[begin Dataset rows]
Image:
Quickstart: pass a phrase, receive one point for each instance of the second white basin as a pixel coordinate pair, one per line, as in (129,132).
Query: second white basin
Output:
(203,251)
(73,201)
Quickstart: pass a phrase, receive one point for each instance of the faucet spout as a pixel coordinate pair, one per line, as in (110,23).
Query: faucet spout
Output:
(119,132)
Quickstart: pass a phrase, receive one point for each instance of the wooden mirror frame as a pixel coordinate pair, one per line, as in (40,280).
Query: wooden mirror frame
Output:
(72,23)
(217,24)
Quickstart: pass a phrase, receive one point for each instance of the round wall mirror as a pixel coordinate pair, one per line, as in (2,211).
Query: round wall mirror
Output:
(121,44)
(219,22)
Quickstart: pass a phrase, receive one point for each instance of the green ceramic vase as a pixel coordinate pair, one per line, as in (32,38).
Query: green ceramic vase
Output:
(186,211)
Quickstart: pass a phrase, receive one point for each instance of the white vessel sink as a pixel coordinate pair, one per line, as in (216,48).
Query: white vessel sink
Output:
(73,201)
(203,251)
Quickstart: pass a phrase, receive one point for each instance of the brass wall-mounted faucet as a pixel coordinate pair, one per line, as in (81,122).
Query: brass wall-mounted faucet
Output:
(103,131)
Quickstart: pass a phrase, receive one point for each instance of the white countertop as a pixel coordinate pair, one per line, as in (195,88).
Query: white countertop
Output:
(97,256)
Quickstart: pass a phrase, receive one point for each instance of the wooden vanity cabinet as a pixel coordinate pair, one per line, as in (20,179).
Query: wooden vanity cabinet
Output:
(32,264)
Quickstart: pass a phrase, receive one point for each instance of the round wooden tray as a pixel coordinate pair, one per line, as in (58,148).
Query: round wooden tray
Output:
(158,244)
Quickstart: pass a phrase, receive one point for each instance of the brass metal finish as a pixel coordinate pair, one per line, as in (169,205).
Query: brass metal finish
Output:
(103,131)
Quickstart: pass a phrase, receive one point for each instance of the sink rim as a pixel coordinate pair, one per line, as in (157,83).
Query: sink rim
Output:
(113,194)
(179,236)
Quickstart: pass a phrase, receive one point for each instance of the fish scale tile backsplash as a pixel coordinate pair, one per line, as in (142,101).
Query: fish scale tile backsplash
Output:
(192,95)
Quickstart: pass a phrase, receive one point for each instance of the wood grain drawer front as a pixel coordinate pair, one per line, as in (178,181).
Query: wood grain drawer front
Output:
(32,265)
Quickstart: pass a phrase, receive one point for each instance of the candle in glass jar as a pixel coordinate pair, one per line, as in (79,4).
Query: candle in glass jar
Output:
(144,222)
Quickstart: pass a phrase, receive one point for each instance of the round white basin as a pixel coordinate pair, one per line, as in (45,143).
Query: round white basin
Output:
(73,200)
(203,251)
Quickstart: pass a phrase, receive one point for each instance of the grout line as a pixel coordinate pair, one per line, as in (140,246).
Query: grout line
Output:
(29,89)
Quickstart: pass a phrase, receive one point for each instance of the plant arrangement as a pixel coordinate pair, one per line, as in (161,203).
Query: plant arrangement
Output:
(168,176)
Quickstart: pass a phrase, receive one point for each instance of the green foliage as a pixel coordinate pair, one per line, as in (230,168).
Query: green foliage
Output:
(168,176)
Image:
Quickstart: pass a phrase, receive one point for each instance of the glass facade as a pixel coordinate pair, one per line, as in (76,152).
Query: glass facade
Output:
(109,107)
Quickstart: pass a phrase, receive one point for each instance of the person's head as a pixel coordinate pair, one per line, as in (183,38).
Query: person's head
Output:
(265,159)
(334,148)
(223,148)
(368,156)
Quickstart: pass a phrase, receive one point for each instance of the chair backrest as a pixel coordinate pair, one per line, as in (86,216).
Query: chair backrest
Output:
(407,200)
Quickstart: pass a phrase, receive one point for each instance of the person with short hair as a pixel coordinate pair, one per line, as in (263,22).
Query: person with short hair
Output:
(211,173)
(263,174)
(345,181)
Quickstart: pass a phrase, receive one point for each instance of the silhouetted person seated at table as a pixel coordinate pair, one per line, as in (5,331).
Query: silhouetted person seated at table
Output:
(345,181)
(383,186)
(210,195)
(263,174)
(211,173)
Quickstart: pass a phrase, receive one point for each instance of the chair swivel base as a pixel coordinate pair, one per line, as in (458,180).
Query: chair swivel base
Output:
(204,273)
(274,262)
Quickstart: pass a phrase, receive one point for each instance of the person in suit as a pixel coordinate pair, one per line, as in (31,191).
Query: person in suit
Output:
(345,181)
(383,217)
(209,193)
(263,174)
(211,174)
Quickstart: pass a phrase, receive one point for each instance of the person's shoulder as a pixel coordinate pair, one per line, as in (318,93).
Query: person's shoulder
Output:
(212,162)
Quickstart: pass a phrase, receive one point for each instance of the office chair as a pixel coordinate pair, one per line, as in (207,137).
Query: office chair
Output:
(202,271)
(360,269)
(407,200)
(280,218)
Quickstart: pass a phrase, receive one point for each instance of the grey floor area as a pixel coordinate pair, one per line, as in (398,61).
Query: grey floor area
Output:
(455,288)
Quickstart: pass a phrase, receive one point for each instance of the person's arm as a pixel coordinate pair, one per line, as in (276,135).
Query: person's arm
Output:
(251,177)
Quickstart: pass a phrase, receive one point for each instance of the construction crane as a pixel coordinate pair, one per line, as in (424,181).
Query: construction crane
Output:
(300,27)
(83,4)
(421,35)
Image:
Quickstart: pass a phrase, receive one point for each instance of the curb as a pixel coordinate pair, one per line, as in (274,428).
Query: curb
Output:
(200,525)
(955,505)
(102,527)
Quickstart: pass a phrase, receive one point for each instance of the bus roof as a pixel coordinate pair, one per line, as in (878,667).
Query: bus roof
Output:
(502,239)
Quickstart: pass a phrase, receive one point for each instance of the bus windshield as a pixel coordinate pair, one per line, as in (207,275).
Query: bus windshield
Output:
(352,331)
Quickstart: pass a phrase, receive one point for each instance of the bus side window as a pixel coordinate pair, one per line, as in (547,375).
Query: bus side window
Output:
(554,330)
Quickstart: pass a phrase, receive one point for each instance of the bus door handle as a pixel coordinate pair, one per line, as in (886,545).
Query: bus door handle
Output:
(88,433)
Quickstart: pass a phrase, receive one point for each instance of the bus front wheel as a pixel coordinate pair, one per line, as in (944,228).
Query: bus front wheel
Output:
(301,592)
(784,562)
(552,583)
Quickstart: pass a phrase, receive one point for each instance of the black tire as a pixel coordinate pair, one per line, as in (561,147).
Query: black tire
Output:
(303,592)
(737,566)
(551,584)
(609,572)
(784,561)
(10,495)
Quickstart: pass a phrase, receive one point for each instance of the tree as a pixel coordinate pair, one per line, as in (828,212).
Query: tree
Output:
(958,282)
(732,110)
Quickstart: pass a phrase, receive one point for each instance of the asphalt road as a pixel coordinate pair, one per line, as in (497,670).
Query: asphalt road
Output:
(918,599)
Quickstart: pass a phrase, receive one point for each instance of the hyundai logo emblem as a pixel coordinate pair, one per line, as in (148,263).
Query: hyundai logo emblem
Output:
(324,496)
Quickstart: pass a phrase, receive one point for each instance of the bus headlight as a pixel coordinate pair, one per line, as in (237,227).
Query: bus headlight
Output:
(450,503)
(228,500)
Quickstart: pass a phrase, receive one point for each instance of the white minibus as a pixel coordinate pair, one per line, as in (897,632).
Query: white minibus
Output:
[end Dataset rows]
[begin Dataset rows]
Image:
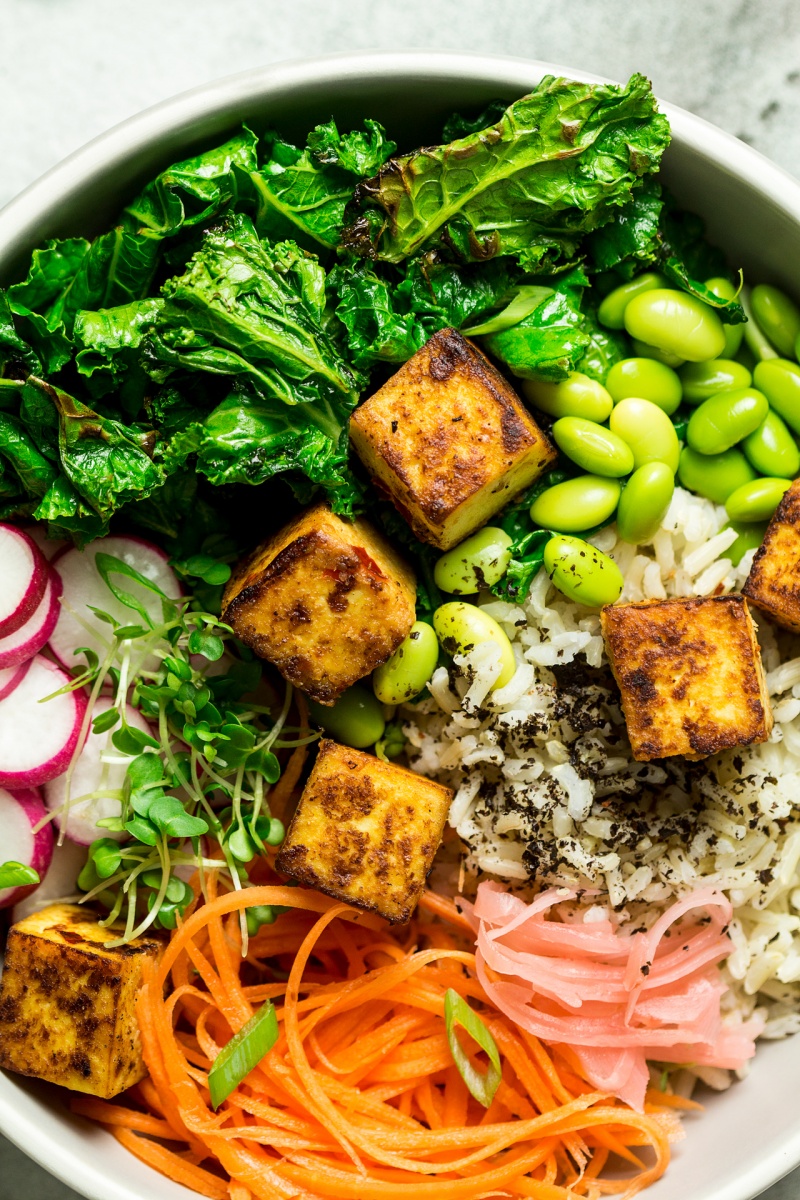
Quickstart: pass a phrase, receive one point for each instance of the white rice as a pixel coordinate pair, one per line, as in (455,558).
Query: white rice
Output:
[end Dataset rows]
[begin Dataset rows]
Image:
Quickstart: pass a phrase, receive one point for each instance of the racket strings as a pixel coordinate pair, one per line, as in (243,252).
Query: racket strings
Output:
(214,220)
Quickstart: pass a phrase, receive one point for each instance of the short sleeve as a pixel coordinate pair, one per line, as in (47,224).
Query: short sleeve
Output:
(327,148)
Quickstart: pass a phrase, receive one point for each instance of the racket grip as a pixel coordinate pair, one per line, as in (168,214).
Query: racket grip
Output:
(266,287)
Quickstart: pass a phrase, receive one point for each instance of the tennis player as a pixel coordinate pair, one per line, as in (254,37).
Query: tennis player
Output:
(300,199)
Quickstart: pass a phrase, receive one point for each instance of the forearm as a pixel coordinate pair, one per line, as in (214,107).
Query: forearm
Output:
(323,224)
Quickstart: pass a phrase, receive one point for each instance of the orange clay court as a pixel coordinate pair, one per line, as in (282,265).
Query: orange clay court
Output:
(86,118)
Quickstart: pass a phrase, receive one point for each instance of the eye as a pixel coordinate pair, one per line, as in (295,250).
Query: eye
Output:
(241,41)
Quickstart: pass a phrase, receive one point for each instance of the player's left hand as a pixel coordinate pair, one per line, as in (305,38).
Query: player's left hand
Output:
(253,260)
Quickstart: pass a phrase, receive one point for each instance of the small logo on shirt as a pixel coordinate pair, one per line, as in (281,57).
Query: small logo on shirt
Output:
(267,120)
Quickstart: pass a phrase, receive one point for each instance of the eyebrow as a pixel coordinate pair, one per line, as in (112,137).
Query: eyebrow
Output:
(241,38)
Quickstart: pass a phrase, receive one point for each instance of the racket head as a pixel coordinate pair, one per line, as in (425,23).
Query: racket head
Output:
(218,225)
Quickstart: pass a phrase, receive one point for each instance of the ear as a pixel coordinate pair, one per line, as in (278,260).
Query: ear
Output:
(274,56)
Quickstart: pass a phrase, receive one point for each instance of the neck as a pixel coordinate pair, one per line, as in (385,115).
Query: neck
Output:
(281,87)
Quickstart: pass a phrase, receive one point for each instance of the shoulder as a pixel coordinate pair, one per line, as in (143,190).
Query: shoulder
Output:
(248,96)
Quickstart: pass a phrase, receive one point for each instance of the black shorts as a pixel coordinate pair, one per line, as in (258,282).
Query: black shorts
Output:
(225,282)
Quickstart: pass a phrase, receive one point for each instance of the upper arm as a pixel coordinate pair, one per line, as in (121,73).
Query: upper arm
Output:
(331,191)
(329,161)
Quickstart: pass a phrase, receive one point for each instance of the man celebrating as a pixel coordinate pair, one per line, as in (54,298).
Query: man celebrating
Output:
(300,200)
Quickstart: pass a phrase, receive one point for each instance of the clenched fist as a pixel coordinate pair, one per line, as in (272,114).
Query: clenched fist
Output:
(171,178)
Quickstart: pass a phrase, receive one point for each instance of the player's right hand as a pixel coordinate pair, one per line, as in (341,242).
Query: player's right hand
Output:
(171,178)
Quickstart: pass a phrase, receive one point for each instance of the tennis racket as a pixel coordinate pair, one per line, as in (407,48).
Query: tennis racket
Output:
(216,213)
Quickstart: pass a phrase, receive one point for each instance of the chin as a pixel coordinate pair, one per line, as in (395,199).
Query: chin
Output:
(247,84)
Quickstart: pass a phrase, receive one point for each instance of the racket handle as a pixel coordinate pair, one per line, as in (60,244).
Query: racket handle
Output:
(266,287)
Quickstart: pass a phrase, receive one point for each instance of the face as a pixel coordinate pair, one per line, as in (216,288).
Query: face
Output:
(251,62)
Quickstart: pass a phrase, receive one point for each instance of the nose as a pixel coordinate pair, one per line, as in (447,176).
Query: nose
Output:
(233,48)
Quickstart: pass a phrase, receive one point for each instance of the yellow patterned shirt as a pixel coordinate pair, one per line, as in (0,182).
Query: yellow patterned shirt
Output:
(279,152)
[end Dataset rows]
--- Directive ---
Please gather every line of the data above that contains the word "cabinet". Treat uppercase and lowercase as different.

--- Solution to this exercise ---
Quickstart: pass a phrase, receive one point for each instance of the wooden vanity cabinet as a pixel coordinate pair, one per line, as in (20,179).
Query: wooden vanity cabinet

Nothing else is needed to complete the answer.